◆ SELECTED PASSAGE ◆
# Any tilers out there?



## Jellybaby (Aug 10, 2007)

Hi,
I know this may seem to be a strange topic but I have a problem with my new kitchen floor.  We bought black, porcelain floor tiles from Wickes and already there is a scratch on one of the tiles  .  There is a big white scratch across the tile in question (I guess it shows white because the black has been scratched away?) and the floor isn't even finished yet  !  I'm not sure how / if it can be fixed and would appreciate some advice if you know. I thought you may be able to get a black wax type product to rub onto the tile and rub off to hide the mark but after a quick search of the internet, it would appear not?  I don;t even know how this happened   - nobody wears shoes in the house and nothing has been dragged across the floor.  I'm gutted  .
Thanks,
JB. x


----------



## Tina xx (Aug 30, 2006)

Hi Jellybaby, I wouldn't have a clue hun, but this is what I came up with on google:

The best way to repair damaged tile, meaning, the way to achieve the most appealing result, is to remove the damaged tile, and replace it with an identical tile. This involves a little bit of work, as well as requiring you to have a replacement tile. 
If you do not have any extra tile, there is a way to hide a scratch. I would suggest buying a small amount of latex paint that matches the color of your tile. Then buy some 2-part epoxy, available at Wal-mart or your hardware store. Mix a little bit of the paint in with the epoxy. You might want to experiment with the mixture to get the best combination. Then, just use a toothpick to apply the epoxy/paint mixture to the scratch. If it's uneven when you're done, use some fine sandpaper to level it out. This method will probably not look as good as replacing the tile, but it's easier, and unless you tell people, they probably won't notice.

Hope this helps, sorry if it doesn't  Good luck


----------

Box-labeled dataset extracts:
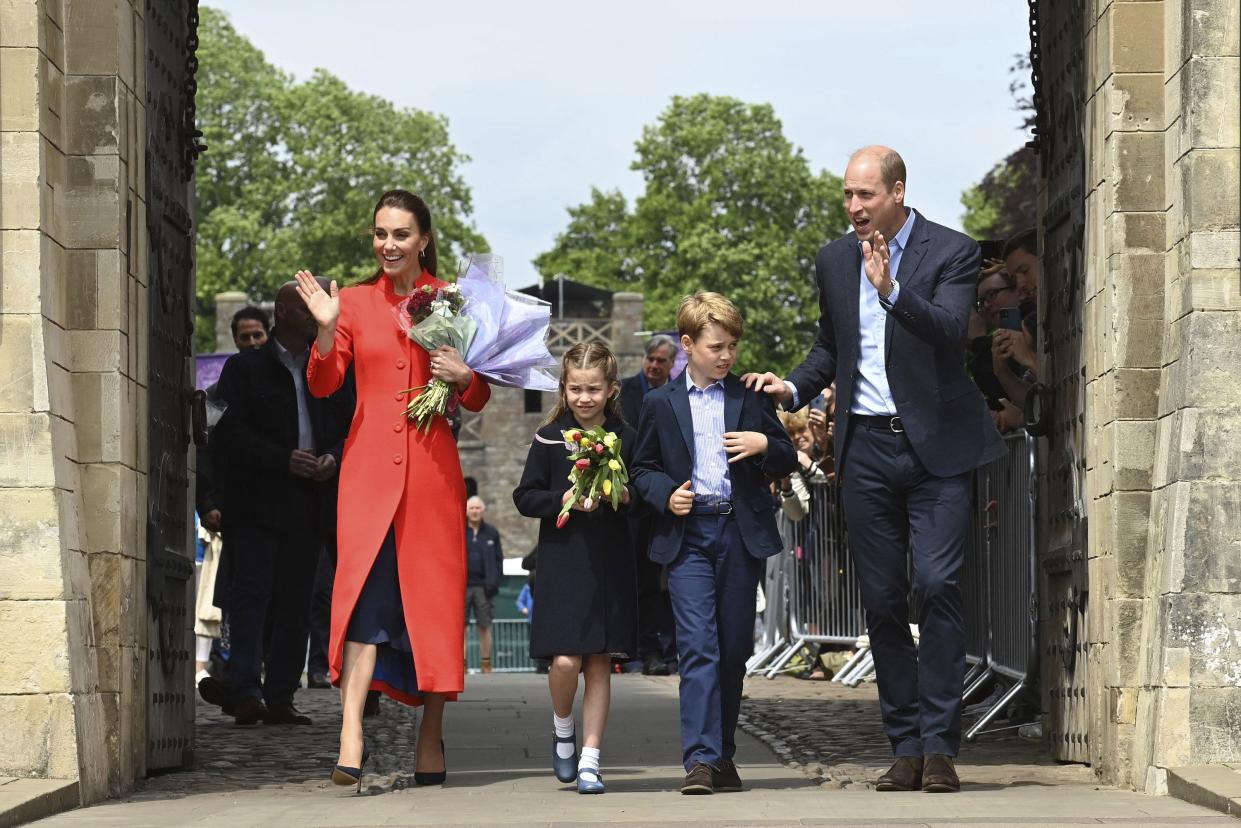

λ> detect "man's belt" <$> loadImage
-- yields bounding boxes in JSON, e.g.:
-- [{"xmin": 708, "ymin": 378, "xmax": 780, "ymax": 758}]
[{"xmin": 849, "ymin": 415, "xmax": 905, "ymax": 434}]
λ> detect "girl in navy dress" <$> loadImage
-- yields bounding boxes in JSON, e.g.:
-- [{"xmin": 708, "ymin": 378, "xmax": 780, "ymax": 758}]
[{"xmin": 513, "ymin": 341, "xmax": 638, "ymax": 793}]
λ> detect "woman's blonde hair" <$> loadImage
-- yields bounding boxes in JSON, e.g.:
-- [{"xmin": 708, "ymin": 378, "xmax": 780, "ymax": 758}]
[{"xmin": 542, "ymin": 339, "xmax": 621, "ymax": 426}]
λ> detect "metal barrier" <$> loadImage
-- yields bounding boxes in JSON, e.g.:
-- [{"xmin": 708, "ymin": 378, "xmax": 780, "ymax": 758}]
[
  {"xmin": 747, "ymin": 432, "xmax": 1037, "ymax": 741},
  {"xmin": 465, "ymin": 618, "xmax": 535, "ymax": 673},
  {"xmin": 959, "ymin": 474, "xmax": 995, "ymax": 701},
  {"xmin": 766, "ymin": 482, "xmax": 866, "ymax": 678},
  {"xmin": 746, "ymin": 528, "xmax": 794, "ymax": 675},
  {"xmin": 964, "ymin": 432, "xmax": 1037, "ymax": 741}
]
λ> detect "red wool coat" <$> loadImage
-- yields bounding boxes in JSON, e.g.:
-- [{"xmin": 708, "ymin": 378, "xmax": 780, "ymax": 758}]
[{"xmin": 307, "ymin": 273, "xmax": 491, "ymax": 704}]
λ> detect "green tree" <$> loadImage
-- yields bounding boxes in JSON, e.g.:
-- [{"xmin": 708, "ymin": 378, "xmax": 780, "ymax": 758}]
[
  {"xmin": 961, "ymin": 55, "xmax": 1039, "ymax": 241},
  {"xmin": 195, "ymin": 7, "xmax": 488, "ymax": 350},
  {"xmin": 961, "ymin": 146, "xmax": 1039, "ymax": 241},
  {"xmin": 535, "ymin": 94, "xmax": 846, "ymax": 370}
]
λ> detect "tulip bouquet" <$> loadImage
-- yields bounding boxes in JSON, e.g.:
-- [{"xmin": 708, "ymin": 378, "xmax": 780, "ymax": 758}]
[
  {"xmin": 392, "ymin": 253, "xmax": 558, "ymax": 432},
  {"xmin": 556, "ymin": 426, "xmax": 629, "ymax": 529}
]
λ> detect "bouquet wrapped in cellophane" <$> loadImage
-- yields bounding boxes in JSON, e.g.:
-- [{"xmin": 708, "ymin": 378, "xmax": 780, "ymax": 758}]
[
  {"xmin": 393, "ymin": 253, "xmax": 560, "ymax": 431},
  {"xmin": 556, "ymin": 426, "xmax": 629, "ymax": 529}
]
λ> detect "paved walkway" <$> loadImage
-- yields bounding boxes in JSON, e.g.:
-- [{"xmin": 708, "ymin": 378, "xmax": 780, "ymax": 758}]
[{"xmin": 36, "ymin": 674, "xmax": 1236, "ymax": 828}]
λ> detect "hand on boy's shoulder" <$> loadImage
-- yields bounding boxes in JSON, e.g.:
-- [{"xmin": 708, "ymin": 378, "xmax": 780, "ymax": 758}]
[{"xmin": 741, "ymin": 371, "xmax": 793, "ymax": 406}]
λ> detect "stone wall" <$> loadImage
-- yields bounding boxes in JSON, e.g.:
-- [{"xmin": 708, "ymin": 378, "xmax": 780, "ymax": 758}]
[
  {"xmin": 0, "ymin": 0, "xmax": 146, "ymax": 802},
  {"xmin": 1077, "ymin": 0, "xmax": 1241, "ymax": 792},
  {"xmin": 459, "ymin": 293, "xmax": 645, "ymax": 556}
]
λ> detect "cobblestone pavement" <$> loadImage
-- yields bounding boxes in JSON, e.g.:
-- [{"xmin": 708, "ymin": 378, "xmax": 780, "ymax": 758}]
[
  {"xmin": 31, "ymin": 674, "xmax": 1235, "ymax": 828},
  {"xmin": 135, "ymin": 689, "xmax": 418, "ymax": 798},
  {"xmin": 741, "ymin": 675, "xmax": 1093, "ymax": 790}
]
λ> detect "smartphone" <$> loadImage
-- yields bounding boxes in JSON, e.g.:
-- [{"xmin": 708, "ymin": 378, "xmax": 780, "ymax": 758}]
[{"xmin": 999, "ymin": 308, "xmax": 1021, "ymax": 330}]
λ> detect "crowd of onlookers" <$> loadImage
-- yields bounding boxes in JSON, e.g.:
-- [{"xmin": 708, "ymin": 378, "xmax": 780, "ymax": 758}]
[
  {"xmin": 968, "ymin": 228, "xmax": 1040, "ymax": 433},
  {"xmin": 195, "ymin": 223, "xmax": 1040, "ymax": 705}
]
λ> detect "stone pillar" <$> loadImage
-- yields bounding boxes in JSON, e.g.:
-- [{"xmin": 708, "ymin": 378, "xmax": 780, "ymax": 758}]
[
  {"xmin": 0, "ymin": 0, "xmax": 146, "ymax": 802},
  {"xmin": 612, "ymin": 292, "xmax": 647, "ymax": 376},
  {"xmin": 216, "ymin": 290, "xmax": 249, "ymax": 354},
  {"xmin": 1083, "ymin": 0, "xmax": 1241, "ymax": 792},
  {"xmin": 1133, "ymin": 0, "xmax": 1241, "ymax": 790}
]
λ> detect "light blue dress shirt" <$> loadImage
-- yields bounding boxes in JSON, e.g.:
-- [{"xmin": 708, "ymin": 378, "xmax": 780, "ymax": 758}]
[
  {"xmin": 685, "ymin": 369, "xmax": 732, "ymax": 503},
  {"xmin": 850, "ymin": 210, "xmax": 917, "ymax": 417},
  {"xmin": 784, "ymin": 207, "xmax": 917, "ymax": 416}
]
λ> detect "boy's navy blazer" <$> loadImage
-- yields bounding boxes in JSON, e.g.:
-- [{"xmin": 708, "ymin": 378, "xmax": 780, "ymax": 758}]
[{"xmin": 630, "ymin": 374, "xmax": 797, "ymax": 564}]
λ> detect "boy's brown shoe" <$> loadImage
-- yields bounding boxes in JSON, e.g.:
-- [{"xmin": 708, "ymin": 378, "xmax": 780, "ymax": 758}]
[
  {"xmin": 712, "ymin": 758, "xmax": 741, "ymax": 793},
  {"xmin": 922, "ymin": 754, "xmax": 961, "ymax": 793},
  {"xmin": 681, "ymin": 762, "xmax": 715, "ymax": 793},
  {"xmin": 875, "ymin": 756, "xmax": 922, "ymax": 791}
]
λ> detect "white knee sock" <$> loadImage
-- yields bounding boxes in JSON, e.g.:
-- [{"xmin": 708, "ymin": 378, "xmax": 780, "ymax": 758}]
[
  {"xmin": 577, "ymin": 747, "xmax": 599, "ymax": 780},
  {"xmin": 551, "ymin": 710, "xmax": 573, "ymax": 758}
]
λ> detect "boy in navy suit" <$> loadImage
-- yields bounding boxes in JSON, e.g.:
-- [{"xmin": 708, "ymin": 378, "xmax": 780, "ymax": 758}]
[{"xmin": 630, "ymin": 292, "xmax": 797, "ymax": 793}]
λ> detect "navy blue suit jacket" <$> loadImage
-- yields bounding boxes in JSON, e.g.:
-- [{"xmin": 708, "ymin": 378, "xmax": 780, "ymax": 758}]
[
  {"xmin": 788, "ymin": 214, "xmax": 1004, "ymax": 477},
  {"xmin": 629, "ymin": 374, "xmax": 797, "ymax": 564}
]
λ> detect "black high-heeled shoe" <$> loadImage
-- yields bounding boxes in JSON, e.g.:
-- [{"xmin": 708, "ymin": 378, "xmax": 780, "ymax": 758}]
[
  {"xmin": 413, "ymin": 739, "xmax": 448, "ymax": 785},
  {"xmin": 331, "ymin": 742, "xmax": 371, "ymax": 793}
]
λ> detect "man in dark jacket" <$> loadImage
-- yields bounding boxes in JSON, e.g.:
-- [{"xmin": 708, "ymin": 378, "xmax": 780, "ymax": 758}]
[
  {"xmin": 621, "ymin": 334, "xmax": 678, "ymax": 675},
  {"xmin": 212, "ymin": 283, "xmax": 352, "ymax": 725},
  {"xmin": 750, "ymin": 146, "xmax": 1005, "ymax": 792},
  {"xmin": 465, "ymin": 495, "xmax": 504, "ymax": 673}
]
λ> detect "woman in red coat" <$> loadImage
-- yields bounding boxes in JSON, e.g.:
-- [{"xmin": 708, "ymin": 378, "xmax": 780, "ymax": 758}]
[{"xmin": 297, "ymin": 190, "xmax": 491, "ymax": 785}]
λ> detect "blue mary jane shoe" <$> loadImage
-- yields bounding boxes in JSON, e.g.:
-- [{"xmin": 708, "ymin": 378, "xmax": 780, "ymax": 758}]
[
  {"xmin": 577, "ymin": 770, "xmax": 604, "ymax": 793},
  {"xmin": 551, "ymin": 734, "xmax": 577, "ymax": 782}
]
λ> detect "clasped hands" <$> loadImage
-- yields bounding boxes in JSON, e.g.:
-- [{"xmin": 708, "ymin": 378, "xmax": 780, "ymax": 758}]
[
  {"xmin": 431, "ymin": 345, "xmax": 474, "ymax": 391},
  {"xmin": 289, "ymin": 448, "xmax": 336, "ymax": 483},
  {"xmin": 668, "ymin": 431, "xmax": 767, "ymax": 518}
]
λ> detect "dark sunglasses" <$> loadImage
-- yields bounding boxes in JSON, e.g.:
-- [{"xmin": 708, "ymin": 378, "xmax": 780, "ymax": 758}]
[{"xmin": 974, "ymin": 284, "xmax": 1016, "ymax": 310}]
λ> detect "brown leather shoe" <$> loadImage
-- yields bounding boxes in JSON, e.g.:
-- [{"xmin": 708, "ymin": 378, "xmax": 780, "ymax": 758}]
[
  {"xmin": 681, "ymin": 762, "xmax": 715, "ymax": 794},
  {"xmin": 711, "ymin": 758, "xmax": 741, "ymax": 793},
  {"xmin": 875, "ymin": 756, "xmax": 922, "ymax": 791},
  {"xmin": 922, "ymin": 754, "xmax": 961, "ymax": 793}
]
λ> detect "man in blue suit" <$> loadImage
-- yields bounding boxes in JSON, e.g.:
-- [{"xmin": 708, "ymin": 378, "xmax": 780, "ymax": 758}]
[
  {"xmin": 630, "ymin": 293, "xmax": 797, "ymax": 793},
  {"xmin": 743, "ymin": 146, "xmax": 1004, "ymax": 792}
]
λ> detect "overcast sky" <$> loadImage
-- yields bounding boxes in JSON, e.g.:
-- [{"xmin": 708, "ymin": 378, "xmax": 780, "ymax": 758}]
[{"xmin": 204, "ymin": 0, "xmax": 1029, "ymax": 287}]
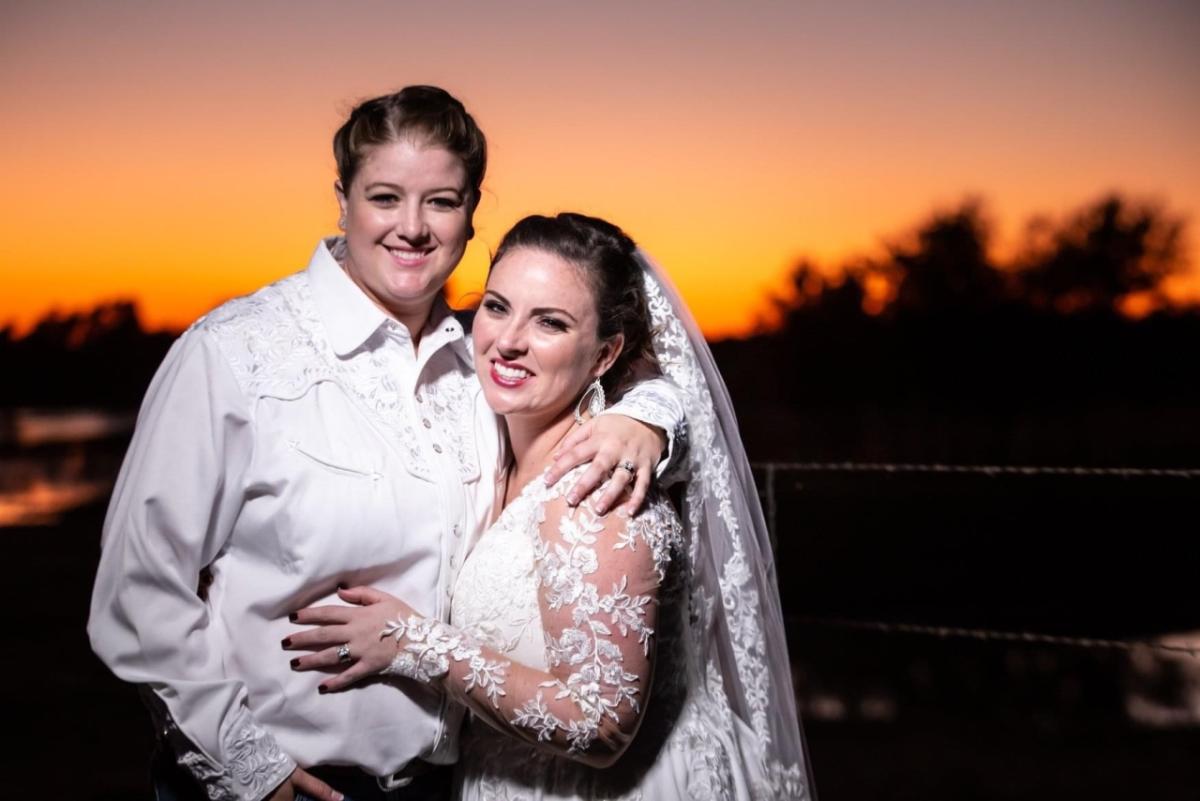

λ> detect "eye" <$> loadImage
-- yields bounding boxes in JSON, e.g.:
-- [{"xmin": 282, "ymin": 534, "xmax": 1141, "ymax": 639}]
[{"xmin": 538, "ymin": 317, "xmax": 568, "ymax": 331}]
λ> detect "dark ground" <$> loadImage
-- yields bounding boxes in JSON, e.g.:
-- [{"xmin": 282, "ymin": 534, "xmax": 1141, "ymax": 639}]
[{"xmin": 11, "ymin": 475, "xmax": 1200, "ymax": 801}]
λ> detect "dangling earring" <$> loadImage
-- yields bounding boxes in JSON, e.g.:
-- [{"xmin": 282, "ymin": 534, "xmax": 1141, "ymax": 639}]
[{"xmin": 575, "ymin": 379, "xmax": 605, "ymax": 426}]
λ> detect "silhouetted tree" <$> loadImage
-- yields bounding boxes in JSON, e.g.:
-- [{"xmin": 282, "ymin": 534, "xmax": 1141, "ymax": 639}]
[
  {"xmin": 878, "ymin": 200, "xmax": 1007, "ymax": 317},
  {"xmin": 1016, "ymin": 194, "xmax": 1186, "ymax": 314}
]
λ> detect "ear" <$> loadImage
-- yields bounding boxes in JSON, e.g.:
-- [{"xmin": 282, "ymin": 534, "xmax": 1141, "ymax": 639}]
[
  {"xmin": 334, "ymin": 181, "xmax": 346, "ymax": 217},
  {"xmin": 592, "ymin": 333, "xmax": 625, "ymax": 378}
]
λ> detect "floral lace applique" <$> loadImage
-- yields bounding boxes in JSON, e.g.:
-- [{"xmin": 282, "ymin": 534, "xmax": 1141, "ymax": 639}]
[
  {"xmin": 193, "ymin": 273, "xmax": 479, "ymax": 481},
  {"xmin": 142, "ymin": 687, "xmax": 295, "ymax": 801}
]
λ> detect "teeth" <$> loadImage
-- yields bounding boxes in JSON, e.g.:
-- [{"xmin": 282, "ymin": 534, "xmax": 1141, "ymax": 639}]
[
  {"xmin": 493, "ymin": 362, "xmax": 529, "ymax": 379},
  {"xmin": 388, "ymin": 247, "xmax": 425, "ymax": 261}
]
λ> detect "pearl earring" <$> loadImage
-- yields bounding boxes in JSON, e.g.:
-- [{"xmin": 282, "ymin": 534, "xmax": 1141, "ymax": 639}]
[{"xmin": 575, "ymin": 379, "xmax": 605, "ymax": 423}]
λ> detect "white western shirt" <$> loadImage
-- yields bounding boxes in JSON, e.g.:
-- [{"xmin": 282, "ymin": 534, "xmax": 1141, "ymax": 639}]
[{"xmin": 89, "ymin": 240, "xmax": 683, "ymax": 801}]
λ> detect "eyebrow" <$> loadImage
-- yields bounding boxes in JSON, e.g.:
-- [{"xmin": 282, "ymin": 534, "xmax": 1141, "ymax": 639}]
[
  {"xmin": 484, "ymin": 289, "xmax": 578, "ymax": 323},
  {"xmin": 362, "ymin": 181, "xmax": 463, "ymax": 195}
]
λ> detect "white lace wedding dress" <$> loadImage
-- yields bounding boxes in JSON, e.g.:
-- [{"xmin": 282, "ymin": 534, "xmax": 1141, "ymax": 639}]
[{"xmin": 451, "ymin": 462, "xmax": 763, "ymax": 801}]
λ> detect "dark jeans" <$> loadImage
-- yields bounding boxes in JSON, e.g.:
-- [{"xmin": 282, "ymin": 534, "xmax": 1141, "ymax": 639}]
[{"xmin": 150, "ymin": 748, "xmax": 451, "ymax": 801}]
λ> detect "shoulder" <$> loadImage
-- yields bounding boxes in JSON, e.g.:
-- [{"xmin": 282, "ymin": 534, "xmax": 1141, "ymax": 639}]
[
  {"xmin": 184, "ymin": 272, "xmax": 322, "ymax": 396},
  {"xmin": 541, "ymin": 465, "xmax": 683, "ymax": 576},
  {"xmin": 188, "ymin": 272, "xmax": 308, "ymax": 338}
]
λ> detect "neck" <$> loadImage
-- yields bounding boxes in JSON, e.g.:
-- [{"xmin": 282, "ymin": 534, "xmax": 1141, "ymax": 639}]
[{"xmin": 504, "ymin": 409, "xmax": 575, "ymax": 492}]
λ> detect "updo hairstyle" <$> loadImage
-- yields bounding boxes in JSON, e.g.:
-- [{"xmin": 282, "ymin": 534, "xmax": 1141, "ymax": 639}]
[
  {"xmin": 334, "ymin": 86, "xmax": 487, "ymax": 212},
  {"xmin": 492, "ymin": 212, "xmax": 658, "ymax": 392}
]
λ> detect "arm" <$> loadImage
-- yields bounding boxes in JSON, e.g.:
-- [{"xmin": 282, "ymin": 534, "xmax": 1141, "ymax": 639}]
[
  {"xmin": 546, "ymin": 378, "xmax": 688, "ymax": 514},
  {"xmin": 292, "ymin": 484, "xmax": 678, "ymax": 766},
  {"xmin": 88, "ymin": 330, "xmax": 295, "ymax": 801}
]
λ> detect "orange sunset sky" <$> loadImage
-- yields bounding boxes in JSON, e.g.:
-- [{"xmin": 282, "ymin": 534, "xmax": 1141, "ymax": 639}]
[{"xmin": 0, "ymin": 0, "xmax": 1200, "ymax": 336}]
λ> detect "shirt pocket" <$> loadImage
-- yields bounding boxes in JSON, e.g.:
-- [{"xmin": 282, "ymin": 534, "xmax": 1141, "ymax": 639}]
[{"xmin": 287, "ymin": 436, "xmax": 383, "ymax": 481}]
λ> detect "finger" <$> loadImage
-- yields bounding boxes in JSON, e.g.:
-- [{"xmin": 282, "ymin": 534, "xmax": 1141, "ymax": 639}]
[
  {"xmin": 288, "ymin": 607, "xmax": 353, "ymax": 626},
  {"xmin": 566, "ymin": 456, "xmax": 612, "ymax": 506},
  {"xmin": 290, "ymin": 643, "xmax": 356, "ymax": 673},
  {"xmin": 546, "ymin": 423, "xmax": 596, "ymax": 486},
  {"xmin": 590, "ymin": 466, "xmax": 634, "ymax": 514},
  {"xmin": 292, "ymin": 767, "xmax": 344, "ymax": 801},
  {"xmin": 280, "ymin": 626, "xmax": 350, "ymax": 651},
  {"xmin": 337, "ymin": 586, "xmax": 391, "ymax": 607},
  {"xmin": 619, "ymin": 462, "xmax": 652, "ymax": 517},
  {"xmin": 317, "ymin": 662, "xmax": 378, "ymax": 694}
]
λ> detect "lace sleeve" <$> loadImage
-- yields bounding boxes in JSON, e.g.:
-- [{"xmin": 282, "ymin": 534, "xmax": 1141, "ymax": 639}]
[{"xmin": 391, "ymin": 482, "xmax": 679, "ymax": 766}]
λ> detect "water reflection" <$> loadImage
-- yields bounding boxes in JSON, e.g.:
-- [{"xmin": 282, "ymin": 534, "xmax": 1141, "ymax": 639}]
[{"xmin": 0, "ymin": 409, "xmax": 134, "ymax": 528}]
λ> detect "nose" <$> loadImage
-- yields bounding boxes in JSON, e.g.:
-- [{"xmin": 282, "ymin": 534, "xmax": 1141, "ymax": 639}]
[
  {"xmin": 396, "ymin": 198, "xmax": 430, "ymax": 242},
  {"xmin": 496, "ymin": 320, "xmax": 526, "ymax": 359}
]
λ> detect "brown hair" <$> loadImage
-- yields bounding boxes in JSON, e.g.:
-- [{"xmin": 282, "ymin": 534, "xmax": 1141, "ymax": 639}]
[
  {"xmin": 334, "ymin": 86, "xmax": 487, "ymax": 211},
  {"xmin": 492, "ymin": 212, "xmax": 658, "ymax": 391}
]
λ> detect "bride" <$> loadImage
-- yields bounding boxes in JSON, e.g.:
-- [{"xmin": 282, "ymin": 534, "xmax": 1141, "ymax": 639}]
[{"xmin": 292, "ymin": 213, "xmax": 812, "ymax": 800}]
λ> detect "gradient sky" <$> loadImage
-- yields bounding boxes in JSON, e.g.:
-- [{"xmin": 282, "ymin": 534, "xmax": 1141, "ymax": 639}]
[{"xmin": 0, "ymin": 0, "xmax": 1200, "ymax": 336}]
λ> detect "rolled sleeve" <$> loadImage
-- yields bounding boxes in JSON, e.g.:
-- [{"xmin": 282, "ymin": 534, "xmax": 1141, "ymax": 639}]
[{"xmin": 600, "ymin": 378, "xmax": 688, "ymax": 484}]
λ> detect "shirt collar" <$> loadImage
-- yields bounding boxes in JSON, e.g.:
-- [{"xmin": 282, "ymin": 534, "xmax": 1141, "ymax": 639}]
[{"xmin": 307, "ymin": 236, "xmax": 472, "ymax": 367}]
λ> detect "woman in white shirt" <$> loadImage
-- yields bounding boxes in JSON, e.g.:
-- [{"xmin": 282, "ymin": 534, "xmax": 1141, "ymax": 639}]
[
  {"xmin": 289, "ymin": 213, "xmax": 810, "ymax": 801},
  {"xmin": 89, "ymin": 86, "xmax": 682, "ymax": 801}
]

◆ WRITTEN INSTRUCTION ◆
Sum up the forum thread about the scratched floor tile in two sentences.

◆ SOLUTION FOR THIS PROBLEM ◆
A poster reports that one of the new black porcelain kitchen floor tiles from Wickes already has a big white scratch before the floor is even finished, and asks how or if it can be fixed. A reply passes on advice found on Google: the best repair is to replace the tile with an identical one, or the scratch can be hidden by mixing matching latex paint into 2-part epoxy, applying it with a toothpick, and leveling it with fine sandpaper if it is uneven.